(Görev A): Korsanlık tarihi metninde "Korsanlığın tarihi: Korsanlıktan" sözcüklerini içeren ifadeyle açılıp "dinlemek için tıklayınız." ile kapanan bölümü harfi harfine yeniden yazınız.
(Görev B):
Korsanlık tarihi metnine göre aşağıdaki soruları yanıtlayınız.
(i) Korsanlar İslam dünyasında neyin bir parçası olarak kabul görmüştür?
(ii) Osmanlı deniz donanmasının kuruluşunda kimler etkili olmuştur?
(iii) Metnin güncelleme tarihi nedir?
(Görev C):
Aşağıdaki ifadelerin korsanlık tarihi metniyle uyuşup uyuşmadığını belirtiniz. Her ifade için evet ya da hayır deyiniz ve metindeki belirleyici sözcükleri aynen alıntılayınız.
(i) Korsanlık günümüzde olumsuz bir çağrışımda bulunmaktadır.
(ii) Metnin giriş tarihi 08.11.2021'dir.
(iii) Korsanlık geçmiş dönemlerde deniz ticaretini korumanın önemli bir mihenk taşıydı.

(Metin Parçası):
-*-*-

Korsanlığın tarihi: Korsanlıktan yetişen Osmanlı denizcileri
Korsanlar, denizlerde gerçekleştirdikleri yağma faaliyetleri ve bunlara ilişkin hikâyelerle zihinlerimizde yer ettiler. Günümüzde olumsuz bir çağrışımda bulunsa da korsanlık, geçmiş dönemlerde denizlere hâkim olmanın, sahil ve deniz ticaretini korumanın önemli bir mihenk taşıydı. Nitekim korsanlar, İslam dünyasında cihad ve gaza anlayışının bir parçası olarak kabul görmüş; Osmanlı deniz donanmasının kuruluşunda ise korsanlıktan yetişen denizciler etkili olmuştu.
Giriş Tarihi: 07.04.2021
17:58
Güncelleme Tarihi: 08.11.2021
11:08
Sesli dinlemek için tıklayınız.

-*-*-

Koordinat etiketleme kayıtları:
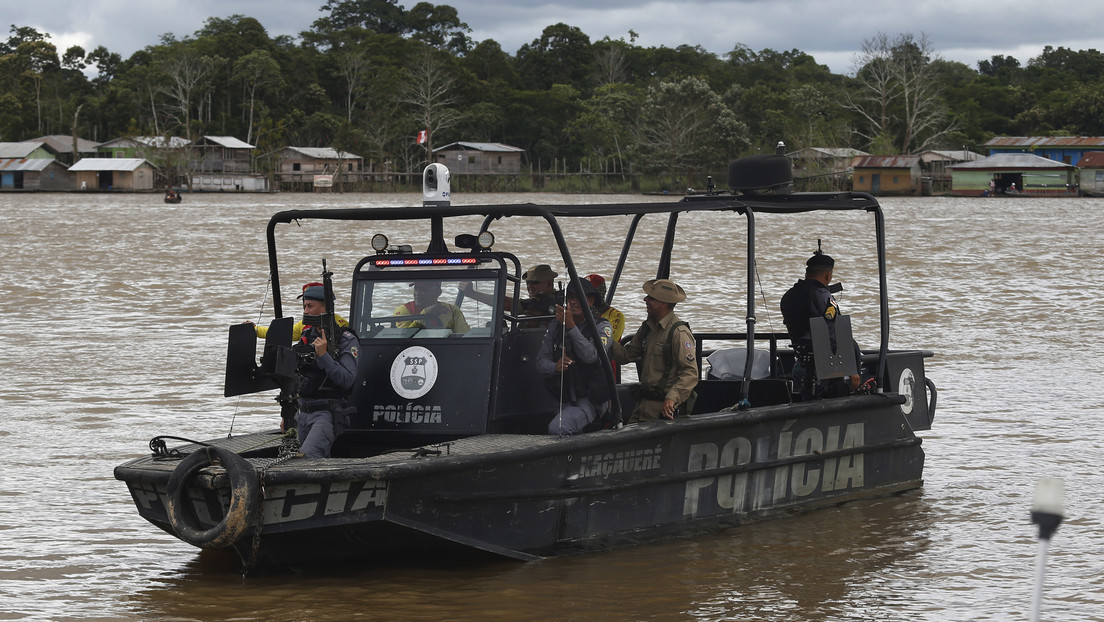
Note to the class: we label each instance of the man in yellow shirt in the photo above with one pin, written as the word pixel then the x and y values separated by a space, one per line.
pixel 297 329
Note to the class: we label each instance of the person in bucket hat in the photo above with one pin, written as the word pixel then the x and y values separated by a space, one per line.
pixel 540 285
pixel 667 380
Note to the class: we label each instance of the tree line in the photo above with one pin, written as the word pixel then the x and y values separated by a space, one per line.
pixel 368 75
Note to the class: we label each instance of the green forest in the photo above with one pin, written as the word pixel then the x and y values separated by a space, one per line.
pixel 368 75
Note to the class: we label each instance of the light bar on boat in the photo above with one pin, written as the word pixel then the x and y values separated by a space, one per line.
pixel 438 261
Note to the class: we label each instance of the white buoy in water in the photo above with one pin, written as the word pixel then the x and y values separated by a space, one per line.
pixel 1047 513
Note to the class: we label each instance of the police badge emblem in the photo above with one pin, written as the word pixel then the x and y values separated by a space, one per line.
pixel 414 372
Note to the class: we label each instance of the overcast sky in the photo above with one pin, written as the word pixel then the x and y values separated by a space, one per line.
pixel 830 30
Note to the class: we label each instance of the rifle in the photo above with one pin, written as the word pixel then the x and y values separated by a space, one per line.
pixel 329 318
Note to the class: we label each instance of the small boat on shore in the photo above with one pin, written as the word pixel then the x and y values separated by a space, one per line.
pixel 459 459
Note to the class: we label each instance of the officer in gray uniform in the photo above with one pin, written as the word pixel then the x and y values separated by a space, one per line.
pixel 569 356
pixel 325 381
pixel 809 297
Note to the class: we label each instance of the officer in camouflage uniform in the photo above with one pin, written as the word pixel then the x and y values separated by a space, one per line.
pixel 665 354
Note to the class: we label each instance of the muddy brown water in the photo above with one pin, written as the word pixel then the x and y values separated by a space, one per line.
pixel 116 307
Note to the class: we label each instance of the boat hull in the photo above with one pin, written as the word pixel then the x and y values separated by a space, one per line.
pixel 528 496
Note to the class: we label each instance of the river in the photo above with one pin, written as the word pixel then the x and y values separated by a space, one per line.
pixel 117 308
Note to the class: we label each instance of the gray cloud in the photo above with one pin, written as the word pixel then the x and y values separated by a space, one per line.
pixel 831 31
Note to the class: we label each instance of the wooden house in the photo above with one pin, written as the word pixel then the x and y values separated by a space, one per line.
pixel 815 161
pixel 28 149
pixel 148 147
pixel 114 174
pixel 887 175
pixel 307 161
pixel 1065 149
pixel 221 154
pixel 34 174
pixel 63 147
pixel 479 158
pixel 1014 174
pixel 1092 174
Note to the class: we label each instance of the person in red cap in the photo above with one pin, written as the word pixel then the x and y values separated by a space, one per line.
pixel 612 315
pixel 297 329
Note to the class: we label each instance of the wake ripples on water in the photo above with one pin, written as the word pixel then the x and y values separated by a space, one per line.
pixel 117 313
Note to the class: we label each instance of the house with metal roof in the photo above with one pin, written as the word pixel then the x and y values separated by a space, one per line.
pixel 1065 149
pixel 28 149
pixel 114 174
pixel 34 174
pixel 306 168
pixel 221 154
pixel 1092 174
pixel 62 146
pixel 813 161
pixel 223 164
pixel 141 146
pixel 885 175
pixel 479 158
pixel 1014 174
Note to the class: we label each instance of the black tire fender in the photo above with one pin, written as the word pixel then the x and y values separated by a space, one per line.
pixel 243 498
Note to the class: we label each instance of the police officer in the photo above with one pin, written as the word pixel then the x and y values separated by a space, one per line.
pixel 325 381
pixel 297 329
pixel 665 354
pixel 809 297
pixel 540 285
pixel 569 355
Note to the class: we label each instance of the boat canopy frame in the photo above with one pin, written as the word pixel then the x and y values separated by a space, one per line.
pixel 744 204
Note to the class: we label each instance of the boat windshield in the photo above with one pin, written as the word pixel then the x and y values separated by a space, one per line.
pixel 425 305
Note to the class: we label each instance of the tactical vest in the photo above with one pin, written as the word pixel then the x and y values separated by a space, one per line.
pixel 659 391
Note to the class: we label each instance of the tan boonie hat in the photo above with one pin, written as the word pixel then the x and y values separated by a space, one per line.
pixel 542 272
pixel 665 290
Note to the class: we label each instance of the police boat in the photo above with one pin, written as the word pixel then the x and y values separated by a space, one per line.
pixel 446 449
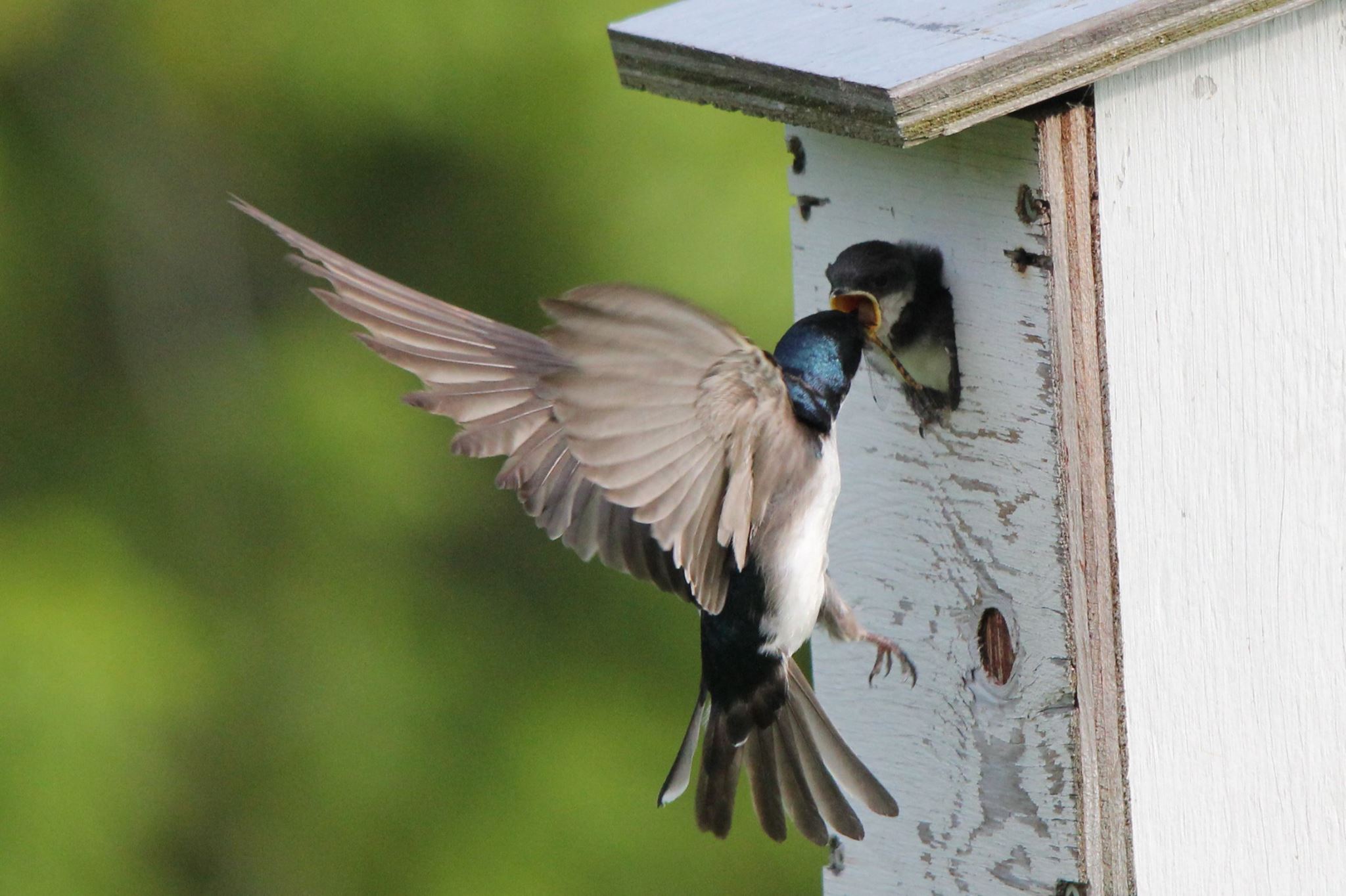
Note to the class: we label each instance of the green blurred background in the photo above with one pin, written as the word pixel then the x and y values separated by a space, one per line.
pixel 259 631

-*-*-

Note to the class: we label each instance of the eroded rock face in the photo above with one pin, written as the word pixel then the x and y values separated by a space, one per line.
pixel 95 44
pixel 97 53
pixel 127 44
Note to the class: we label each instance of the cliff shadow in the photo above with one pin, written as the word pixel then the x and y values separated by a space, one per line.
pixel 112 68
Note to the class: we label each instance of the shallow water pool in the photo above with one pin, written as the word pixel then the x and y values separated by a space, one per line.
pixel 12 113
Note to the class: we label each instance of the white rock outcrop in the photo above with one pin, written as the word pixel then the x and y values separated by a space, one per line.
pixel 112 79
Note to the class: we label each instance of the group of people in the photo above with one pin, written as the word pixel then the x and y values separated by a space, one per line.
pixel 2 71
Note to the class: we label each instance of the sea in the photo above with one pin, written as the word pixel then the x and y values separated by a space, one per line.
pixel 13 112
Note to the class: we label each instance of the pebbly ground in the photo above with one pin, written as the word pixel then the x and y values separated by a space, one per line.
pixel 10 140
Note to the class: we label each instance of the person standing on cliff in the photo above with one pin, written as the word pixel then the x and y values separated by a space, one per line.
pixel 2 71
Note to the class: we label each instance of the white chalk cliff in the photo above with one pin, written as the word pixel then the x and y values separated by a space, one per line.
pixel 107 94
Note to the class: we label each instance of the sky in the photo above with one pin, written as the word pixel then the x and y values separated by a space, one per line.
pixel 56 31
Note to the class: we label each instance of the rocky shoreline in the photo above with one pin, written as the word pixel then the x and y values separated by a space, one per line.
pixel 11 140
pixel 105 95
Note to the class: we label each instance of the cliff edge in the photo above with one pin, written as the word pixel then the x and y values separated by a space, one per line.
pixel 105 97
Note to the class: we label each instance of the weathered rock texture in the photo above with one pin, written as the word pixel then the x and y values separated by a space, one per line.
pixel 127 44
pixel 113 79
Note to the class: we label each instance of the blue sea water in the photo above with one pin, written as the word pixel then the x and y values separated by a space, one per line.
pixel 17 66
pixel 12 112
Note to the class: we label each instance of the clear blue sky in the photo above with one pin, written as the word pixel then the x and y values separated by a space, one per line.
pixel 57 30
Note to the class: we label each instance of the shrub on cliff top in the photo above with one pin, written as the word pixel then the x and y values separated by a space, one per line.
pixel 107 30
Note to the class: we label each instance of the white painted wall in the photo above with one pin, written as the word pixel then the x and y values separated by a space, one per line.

-*-*-

(Beklenen Çıktı A):
Korsanlığın tarihi: Korsanlıktan yetişen Osmanlı denizcileri
Korsanlar, denizlerde gerçekleştirdikleri yağma faaliyetleri ve bunlara ilişkin hikâyelerle zihinlerimizde yer ettiler. Günümüzde olumsuz bir çağrışımda bulunsa da korsanlık, geçmiş dönemlerde denizlere hâkim olmanın, sahil ve deniz ticaretini korumanın önemli bir mihenk taşıydı. Nitekim korsanlar, İslam dünyasında cihad ve gaza anlayışının bir parçası olarak kabul görmüş; Osmanlı deniz donanmasının kuruluşunda ise korsanlıktan yetişen denizciler etkili olmuştu.
Giriş Tarihi: 07.04.2021
17:58
Güncelleme Tarihi: 08.11.2021
11:08
Sesli dinlemek için tıklayınız.

(Beklenen Çıktı B):
(i) Cihad ve gaza anlayışının bir parçası olarak kabul görmüştür.
(ii) Korsanlıktan yetişen denizciler etkili olmuştur.
(iii) 08.11.2021

(Beklenen Çıktı C):
(i) Evet: "Günümüzde olumsuz bir çağrışımda bulunsa da korsanlık"
(ii) Hayır: "Giriş Tarihi: 07.04.2021"
(iii) Evet: "sahil ve deniz ticaretini korumanın önemli bir mihenk taşıydı"